*SET PROBLEM*
Please turn the records into a Markdown table with the columns Row and Line, giving each line its own numbered row and leaving out any blank lines.

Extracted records
»»
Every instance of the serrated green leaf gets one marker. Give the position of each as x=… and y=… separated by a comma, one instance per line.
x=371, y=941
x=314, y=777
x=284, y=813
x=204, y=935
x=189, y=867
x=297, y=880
««
*CORRECT RESULT*
| Row | Line |
|---|---|
| 1 | Every instance of the serrated green leaf gets one marker. Give the position of each as x=… and y=… separated by a comma, one instance per line. |
| 2 | x=371, y=941 |
| 3 | x=314, y=777 |
| 4 | x=284, y=813 |
| 5 | x=204, y=935 |
| 6 | x=189, y=867 |
| 7 | x=297, y=880 |